(AIM) Retype exactly the lines from the line with "Objective — one point on each instance of the spectator" to the end of the data, keeping both boundary lines.

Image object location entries
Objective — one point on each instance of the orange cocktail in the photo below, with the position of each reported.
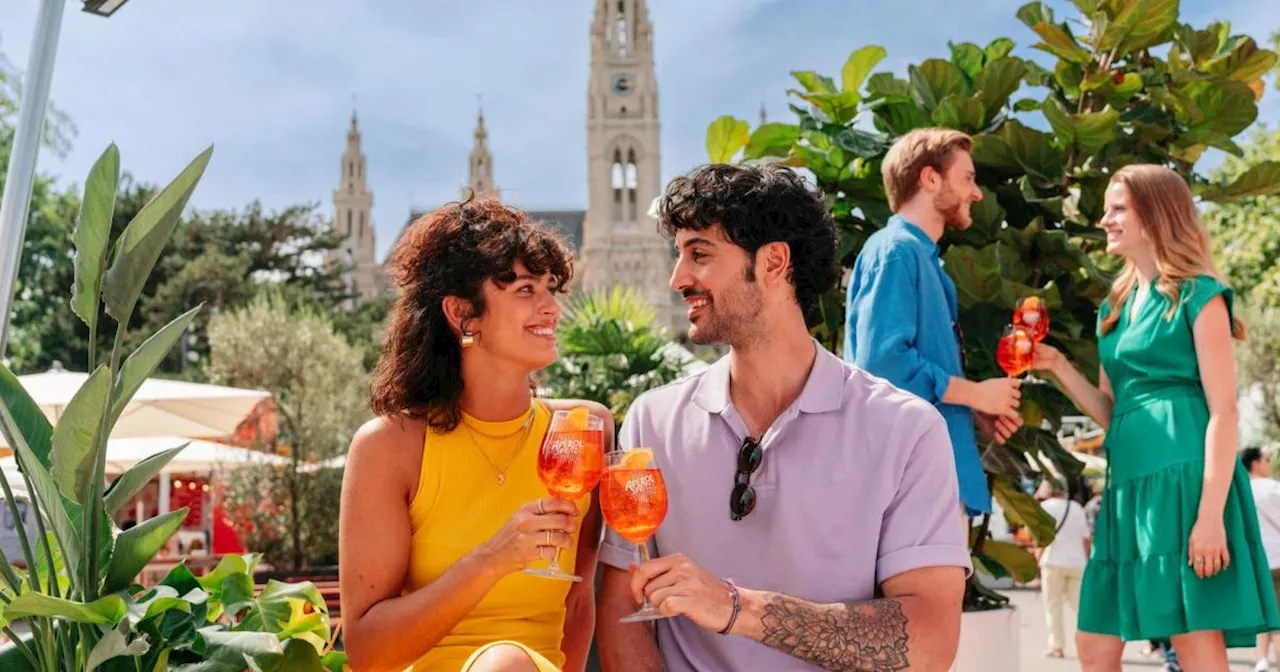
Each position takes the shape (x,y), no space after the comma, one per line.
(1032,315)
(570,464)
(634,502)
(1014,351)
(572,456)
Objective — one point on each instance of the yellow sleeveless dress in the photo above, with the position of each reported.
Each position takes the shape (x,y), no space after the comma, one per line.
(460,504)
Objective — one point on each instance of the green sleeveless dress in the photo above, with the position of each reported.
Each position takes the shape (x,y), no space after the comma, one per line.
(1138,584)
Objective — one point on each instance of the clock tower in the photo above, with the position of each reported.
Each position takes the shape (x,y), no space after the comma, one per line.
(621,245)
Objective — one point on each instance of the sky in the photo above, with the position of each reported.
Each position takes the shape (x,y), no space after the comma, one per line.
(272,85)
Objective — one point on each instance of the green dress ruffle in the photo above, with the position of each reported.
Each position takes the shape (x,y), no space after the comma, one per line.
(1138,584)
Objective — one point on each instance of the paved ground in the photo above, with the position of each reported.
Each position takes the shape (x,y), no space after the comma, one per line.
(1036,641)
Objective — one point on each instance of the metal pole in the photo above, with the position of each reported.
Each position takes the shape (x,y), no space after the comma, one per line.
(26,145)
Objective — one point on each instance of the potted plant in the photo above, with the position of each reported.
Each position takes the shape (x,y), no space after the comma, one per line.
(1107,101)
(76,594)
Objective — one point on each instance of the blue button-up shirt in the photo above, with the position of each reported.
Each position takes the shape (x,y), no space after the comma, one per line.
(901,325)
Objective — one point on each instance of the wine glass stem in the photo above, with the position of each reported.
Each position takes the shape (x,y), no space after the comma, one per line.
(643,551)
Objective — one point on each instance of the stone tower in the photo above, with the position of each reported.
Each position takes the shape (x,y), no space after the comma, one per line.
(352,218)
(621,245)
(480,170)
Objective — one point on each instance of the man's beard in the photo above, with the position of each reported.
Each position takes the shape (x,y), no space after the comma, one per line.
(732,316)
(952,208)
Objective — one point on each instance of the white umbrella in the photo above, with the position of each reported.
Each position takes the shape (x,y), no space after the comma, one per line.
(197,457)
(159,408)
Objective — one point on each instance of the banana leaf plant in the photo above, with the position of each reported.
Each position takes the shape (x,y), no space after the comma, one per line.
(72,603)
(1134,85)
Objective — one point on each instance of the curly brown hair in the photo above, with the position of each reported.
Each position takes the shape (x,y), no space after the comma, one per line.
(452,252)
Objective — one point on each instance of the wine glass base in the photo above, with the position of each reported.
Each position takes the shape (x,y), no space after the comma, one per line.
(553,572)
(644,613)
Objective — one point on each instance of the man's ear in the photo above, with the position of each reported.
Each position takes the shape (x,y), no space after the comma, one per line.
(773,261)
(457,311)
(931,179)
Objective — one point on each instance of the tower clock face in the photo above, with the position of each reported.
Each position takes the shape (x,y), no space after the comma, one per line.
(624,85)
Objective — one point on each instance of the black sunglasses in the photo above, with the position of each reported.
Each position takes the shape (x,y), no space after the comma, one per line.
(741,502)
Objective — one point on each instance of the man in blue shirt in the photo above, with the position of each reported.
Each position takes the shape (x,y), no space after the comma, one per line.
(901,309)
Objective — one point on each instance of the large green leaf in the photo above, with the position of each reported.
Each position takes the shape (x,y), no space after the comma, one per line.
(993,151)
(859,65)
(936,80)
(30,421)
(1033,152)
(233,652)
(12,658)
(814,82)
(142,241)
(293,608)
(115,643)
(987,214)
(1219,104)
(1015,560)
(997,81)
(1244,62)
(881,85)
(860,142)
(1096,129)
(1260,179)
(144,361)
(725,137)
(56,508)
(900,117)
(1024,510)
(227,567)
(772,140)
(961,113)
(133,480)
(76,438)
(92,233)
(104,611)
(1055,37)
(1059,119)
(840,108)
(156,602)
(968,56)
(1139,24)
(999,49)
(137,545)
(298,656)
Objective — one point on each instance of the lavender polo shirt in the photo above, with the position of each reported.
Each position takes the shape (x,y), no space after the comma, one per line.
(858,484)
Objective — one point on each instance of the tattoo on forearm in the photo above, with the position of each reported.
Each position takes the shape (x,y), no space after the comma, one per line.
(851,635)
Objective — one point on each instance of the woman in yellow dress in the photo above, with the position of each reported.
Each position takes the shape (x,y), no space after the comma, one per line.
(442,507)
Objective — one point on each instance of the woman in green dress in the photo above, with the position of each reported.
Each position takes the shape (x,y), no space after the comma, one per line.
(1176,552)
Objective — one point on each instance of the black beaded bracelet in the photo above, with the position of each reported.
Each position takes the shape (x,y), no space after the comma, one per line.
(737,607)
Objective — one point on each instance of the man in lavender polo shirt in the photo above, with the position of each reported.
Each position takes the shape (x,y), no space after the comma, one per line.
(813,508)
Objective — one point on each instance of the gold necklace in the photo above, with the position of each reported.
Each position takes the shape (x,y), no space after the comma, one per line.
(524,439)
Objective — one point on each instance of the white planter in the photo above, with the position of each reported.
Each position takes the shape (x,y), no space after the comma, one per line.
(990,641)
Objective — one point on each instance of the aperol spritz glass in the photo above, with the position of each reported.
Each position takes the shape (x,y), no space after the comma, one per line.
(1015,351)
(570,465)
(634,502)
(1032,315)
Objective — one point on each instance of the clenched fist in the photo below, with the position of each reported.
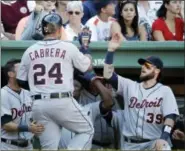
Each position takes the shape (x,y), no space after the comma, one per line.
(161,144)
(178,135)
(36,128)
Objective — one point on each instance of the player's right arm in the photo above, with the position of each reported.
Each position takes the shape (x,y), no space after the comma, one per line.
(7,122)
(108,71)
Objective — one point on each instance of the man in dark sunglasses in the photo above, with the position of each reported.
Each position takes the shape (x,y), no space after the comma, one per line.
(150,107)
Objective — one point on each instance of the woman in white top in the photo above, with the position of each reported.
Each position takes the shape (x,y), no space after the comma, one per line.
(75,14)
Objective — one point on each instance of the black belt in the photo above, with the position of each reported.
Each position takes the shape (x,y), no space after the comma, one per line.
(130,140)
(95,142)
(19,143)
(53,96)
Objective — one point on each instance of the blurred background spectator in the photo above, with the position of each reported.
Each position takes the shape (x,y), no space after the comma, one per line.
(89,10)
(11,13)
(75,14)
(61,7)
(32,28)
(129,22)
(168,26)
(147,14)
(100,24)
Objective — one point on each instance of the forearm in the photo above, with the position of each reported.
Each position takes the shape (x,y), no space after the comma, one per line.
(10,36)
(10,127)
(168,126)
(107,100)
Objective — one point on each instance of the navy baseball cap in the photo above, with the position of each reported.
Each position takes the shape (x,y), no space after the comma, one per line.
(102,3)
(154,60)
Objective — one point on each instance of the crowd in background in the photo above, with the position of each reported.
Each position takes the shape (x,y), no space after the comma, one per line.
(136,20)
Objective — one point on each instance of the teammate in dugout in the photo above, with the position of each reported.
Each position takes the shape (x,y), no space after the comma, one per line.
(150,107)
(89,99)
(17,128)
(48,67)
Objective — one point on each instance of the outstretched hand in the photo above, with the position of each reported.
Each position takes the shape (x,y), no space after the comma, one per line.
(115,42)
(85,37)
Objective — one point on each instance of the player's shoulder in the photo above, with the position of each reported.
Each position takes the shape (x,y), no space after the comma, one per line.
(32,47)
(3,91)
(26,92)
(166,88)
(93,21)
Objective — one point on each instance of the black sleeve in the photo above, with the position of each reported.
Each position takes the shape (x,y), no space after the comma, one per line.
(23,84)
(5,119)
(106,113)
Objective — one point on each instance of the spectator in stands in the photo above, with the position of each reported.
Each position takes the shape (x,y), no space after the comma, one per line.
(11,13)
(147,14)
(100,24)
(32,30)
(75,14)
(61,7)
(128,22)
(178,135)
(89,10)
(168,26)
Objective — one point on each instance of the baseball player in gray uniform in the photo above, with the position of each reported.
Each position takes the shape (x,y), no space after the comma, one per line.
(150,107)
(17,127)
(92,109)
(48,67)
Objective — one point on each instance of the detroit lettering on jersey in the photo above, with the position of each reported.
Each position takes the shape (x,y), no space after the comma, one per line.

(ANSWER TO THIS EXERCISE)
Objective — one point on each instance of the spectator in stands in the photo above, with the position of each reported.
Each position takes the shape (x,y), no space after the comma, one per line.
(11,13)
(147,14)
(100,24)
(32,30)
(75,14)
(61,7)
(128,22)
(178,135)
(89,10)
(168,26)
Objective — one point on each instance of the baseball player in gray uniform in the photo above, with the position of each reported.
Each position takes the shape (x,y), no space after the comma, one per line.
(150,107)
(17,127)
(92,109)
(48,67)
Objective — one point on each instance of the detroit lettering on jersey in the photo above, with the position of each reported.
Each position takes the shape (x,y), no space after the comma, one per line.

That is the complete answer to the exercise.